ABOUT THIS TASK | Search the records below for the line containing "Exercise. Identify the white delivery". Output that line and all later lines exactly; output nothing else.

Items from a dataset
☆ ☆ ☆ ☆ ☆

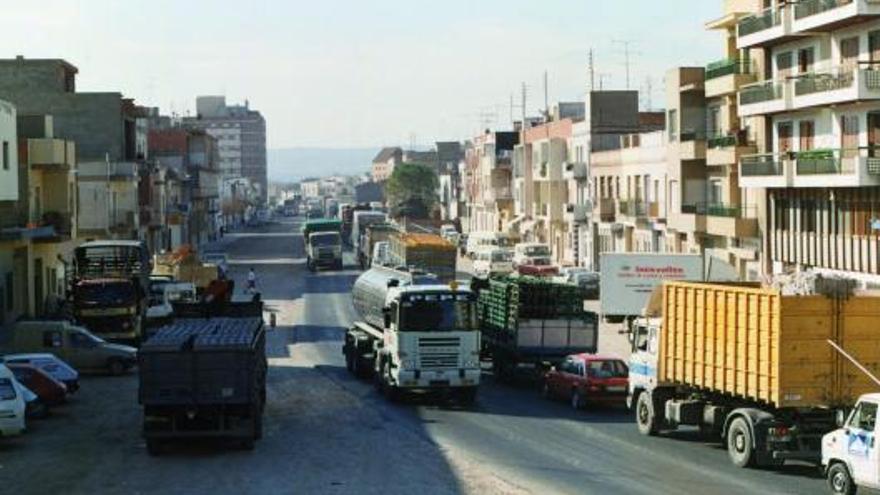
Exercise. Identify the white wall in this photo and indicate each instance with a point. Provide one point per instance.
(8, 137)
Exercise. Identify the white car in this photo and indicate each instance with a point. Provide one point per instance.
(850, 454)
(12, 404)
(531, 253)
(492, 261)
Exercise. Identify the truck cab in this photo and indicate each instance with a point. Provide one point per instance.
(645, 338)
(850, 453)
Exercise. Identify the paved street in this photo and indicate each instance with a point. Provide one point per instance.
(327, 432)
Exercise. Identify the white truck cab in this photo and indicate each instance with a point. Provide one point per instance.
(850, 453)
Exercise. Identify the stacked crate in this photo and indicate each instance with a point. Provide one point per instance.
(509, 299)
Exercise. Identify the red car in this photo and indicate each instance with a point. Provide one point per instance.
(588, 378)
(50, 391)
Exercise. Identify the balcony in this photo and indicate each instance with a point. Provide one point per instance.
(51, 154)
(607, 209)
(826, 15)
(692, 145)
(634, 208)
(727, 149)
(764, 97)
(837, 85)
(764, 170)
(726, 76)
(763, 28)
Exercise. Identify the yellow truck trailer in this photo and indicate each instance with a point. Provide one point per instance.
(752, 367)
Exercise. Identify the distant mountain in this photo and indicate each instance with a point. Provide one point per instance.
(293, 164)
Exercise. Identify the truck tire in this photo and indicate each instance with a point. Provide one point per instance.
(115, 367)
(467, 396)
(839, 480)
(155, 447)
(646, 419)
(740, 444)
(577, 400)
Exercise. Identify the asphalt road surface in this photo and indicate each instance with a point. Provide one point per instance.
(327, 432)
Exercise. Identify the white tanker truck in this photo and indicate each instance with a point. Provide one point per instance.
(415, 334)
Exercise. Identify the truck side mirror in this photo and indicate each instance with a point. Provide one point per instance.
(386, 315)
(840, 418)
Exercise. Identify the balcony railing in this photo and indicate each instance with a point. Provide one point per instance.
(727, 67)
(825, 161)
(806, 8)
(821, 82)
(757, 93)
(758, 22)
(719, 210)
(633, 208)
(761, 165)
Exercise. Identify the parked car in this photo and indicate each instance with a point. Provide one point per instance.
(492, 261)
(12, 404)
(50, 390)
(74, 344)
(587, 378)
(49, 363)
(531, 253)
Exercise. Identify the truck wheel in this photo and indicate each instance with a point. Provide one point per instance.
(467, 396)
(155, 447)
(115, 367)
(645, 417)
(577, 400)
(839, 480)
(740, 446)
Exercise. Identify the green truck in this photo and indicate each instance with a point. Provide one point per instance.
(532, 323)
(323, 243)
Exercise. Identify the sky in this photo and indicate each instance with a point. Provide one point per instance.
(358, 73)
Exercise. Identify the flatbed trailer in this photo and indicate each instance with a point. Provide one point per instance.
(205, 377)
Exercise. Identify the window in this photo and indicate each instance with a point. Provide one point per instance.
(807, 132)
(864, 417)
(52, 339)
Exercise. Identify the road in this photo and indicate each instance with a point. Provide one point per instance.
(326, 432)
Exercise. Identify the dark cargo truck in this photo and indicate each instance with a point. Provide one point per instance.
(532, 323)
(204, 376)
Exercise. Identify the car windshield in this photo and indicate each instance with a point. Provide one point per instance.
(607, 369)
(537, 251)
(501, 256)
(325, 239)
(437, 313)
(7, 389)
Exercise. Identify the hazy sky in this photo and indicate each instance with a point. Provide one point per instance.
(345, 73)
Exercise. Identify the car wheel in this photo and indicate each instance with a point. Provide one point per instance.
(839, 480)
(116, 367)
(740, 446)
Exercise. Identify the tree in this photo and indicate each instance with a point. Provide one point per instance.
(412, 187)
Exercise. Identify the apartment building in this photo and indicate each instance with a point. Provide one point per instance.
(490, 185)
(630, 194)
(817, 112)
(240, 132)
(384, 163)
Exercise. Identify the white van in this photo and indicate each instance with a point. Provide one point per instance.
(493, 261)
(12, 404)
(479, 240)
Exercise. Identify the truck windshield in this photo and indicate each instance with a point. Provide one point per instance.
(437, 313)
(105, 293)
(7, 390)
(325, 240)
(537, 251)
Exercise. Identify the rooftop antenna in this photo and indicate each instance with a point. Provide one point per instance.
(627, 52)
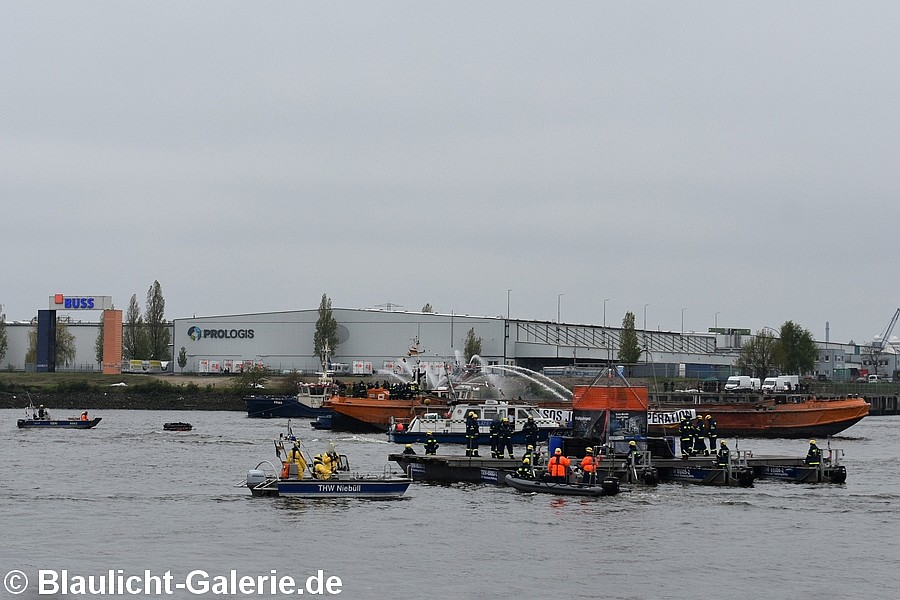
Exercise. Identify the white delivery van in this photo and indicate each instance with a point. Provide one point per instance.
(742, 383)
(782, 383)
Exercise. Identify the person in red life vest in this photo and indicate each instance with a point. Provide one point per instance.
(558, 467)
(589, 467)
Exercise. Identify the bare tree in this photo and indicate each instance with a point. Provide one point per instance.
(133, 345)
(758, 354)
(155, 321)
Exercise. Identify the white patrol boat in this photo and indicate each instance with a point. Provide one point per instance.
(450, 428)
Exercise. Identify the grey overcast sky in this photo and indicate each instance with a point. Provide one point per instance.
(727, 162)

☆ ☆ ☆ ☆ ☆

RESPONSE BELOW |
Exercise. Identify the white delivery van in this photo and indicate each instance with a point. Provide one point per instance.
(742, 383)
(782, 383)
Exercise. Identify the person in red life vest in this photo and indicate each instance with a point. Provide one point per instance.
(558, 467)
(589, 467)
Exercise. Identify the bare tree in this photo and indicate each instance with a point. Provide one point per instance.
(133, 345)
(758, 354)
(155, 321)
Exercise. Identify the white patrol boat in this photo and indicate each instance with a point. Provide one point per instance.
(450, 428)
Exercise. Identify the grey overcast sky in this photo and indicate each instance with a point. Provide one point per instance.
(727, 162)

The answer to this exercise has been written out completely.